*Task*: Turn the lines of the records into a numbered list, skipping blank lines, starting with the line that contains "Where can the red marking" and going on through the end of the records.

Dataset records on object pointing
════════════════
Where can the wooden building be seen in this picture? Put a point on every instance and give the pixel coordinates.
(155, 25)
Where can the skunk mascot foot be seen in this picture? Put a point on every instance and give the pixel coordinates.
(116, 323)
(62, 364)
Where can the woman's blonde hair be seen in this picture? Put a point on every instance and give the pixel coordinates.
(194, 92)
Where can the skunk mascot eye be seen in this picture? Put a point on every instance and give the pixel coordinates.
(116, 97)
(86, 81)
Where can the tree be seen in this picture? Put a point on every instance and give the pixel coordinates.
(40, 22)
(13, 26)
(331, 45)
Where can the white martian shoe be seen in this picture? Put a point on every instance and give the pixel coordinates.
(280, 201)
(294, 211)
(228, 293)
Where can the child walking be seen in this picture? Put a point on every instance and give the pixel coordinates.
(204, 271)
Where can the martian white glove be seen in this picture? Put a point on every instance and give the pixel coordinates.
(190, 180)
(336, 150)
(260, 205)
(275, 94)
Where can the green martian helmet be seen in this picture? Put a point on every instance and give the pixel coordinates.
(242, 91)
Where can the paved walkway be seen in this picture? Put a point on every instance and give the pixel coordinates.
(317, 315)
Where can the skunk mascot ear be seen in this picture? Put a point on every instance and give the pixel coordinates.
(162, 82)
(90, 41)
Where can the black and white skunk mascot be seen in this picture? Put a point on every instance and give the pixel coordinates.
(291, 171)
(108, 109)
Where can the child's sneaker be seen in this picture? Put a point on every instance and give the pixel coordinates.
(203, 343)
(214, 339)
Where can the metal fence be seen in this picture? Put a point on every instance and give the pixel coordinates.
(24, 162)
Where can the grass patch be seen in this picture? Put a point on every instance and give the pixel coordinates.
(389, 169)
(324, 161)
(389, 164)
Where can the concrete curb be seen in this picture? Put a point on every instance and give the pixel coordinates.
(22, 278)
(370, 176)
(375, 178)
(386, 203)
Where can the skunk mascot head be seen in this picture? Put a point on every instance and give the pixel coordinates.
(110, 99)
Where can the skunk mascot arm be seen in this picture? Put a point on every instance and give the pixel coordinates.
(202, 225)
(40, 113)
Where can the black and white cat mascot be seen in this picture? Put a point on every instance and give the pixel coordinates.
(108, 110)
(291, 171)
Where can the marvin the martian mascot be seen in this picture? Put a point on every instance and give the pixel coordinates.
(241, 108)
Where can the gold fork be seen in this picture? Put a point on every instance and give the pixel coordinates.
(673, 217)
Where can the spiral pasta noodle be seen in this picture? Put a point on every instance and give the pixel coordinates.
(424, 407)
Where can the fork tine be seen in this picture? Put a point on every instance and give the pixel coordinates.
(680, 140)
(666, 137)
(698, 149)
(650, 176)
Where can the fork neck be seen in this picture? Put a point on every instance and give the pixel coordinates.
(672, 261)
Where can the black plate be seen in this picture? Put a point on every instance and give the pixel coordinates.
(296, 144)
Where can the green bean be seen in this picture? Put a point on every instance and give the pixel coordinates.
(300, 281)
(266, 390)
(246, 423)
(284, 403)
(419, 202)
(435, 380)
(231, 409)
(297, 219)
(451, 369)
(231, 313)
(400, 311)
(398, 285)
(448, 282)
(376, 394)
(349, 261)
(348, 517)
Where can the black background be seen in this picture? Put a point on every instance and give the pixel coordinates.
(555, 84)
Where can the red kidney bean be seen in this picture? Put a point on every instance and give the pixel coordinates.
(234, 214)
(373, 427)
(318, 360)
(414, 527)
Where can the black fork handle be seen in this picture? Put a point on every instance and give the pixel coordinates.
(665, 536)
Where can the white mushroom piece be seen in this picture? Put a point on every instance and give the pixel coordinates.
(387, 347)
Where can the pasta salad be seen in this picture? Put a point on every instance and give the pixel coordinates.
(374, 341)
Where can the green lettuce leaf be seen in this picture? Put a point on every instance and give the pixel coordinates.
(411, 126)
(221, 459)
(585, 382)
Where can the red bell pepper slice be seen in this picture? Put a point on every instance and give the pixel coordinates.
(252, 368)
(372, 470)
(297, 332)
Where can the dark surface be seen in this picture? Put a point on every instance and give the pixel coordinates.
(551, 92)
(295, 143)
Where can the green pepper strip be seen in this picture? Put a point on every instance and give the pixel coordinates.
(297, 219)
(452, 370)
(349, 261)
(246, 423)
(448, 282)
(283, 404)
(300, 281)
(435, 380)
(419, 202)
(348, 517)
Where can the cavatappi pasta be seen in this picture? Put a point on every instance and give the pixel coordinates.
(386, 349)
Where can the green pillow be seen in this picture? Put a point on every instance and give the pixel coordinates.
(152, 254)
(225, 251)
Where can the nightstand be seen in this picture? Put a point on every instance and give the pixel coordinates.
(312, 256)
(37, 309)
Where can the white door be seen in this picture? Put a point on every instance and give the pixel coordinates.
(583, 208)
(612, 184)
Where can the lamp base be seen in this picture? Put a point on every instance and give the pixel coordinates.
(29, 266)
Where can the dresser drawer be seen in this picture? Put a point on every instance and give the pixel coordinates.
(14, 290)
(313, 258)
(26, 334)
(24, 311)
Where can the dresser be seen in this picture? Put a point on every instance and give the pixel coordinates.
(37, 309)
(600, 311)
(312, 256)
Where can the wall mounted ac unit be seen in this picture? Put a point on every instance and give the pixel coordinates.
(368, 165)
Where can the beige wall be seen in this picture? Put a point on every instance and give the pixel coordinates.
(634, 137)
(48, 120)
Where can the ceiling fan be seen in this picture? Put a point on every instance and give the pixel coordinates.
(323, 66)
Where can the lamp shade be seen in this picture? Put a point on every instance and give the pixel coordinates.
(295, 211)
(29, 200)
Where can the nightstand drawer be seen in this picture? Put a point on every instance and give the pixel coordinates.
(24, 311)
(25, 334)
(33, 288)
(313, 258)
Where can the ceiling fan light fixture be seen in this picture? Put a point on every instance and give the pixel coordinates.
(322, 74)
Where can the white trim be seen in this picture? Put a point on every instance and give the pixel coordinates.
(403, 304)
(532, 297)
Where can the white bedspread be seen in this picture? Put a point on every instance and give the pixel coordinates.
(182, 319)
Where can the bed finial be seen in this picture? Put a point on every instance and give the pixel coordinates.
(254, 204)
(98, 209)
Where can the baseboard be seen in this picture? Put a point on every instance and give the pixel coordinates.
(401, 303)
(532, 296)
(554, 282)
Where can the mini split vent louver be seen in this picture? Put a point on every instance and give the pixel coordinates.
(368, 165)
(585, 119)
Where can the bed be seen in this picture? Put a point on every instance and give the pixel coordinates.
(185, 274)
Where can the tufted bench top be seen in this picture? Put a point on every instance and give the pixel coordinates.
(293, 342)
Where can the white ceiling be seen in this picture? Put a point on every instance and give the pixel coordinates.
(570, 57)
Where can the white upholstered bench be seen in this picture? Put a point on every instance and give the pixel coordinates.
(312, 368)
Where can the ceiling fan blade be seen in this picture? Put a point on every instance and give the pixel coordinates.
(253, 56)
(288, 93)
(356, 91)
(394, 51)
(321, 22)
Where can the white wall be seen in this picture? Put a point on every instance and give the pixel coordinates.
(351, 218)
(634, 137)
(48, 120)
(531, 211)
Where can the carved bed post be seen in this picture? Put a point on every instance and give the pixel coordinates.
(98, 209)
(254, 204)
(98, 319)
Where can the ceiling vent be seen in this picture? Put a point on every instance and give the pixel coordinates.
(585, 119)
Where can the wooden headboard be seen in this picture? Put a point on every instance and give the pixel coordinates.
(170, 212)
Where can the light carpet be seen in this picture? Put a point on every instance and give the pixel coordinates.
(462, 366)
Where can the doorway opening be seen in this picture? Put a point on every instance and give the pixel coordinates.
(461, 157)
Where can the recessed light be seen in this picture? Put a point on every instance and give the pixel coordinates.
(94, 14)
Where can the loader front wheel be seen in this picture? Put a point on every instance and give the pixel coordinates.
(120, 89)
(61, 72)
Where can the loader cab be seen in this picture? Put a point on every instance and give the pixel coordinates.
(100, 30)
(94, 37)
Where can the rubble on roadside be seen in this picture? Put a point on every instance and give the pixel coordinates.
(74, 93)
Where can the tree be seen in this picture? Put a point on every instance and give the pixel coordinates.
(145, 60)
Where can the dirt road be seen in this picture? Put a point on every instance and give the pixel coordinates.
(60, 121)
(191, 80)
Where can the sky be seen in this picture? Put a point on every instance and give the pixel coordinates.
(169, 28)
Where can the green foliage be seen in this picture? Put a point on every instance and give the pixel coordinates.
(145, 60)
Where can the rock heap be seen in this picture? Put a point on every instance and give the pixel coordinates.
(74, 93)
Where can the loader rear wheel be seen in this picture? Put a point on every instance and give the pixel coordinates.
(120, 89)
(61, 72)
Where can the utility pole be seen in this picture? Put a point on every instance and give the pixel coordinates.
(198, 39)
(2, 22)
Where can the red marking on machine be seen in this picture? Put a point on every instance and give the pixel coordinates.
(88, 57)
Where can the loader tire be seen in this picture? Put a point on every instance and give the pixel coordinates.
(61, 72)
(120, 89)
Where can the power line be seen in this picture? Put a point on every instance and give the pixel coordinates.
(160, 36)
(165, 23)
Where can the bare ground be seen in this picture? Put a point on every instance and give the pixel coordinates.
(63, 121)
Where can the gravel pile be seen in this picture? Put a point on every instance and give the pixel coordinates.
════════════════
*Response*:
1. Where can the red marking on machine be seen in this picture? Put a point on every instance and give the pixel coordinates.
2. (88, 57)
3. Where can the loader tire be seen in this picture? Put a point on every instance and give the pixel coordinates.
4. (61, 72)
5. (120, 89)
6. Where can the power line be seen in this picture? Put a point on every instance and give the pixel coordinates.
7. (160, 36)
8. (165, 23)
9. Where can the bare ground be seen in this picture? Put a point on every instance and give the pixel coordinates.
10. (63, 121)
11. Where can the gravel pile be seen in this picture? Put a point on every instance and give the pixel coordinates.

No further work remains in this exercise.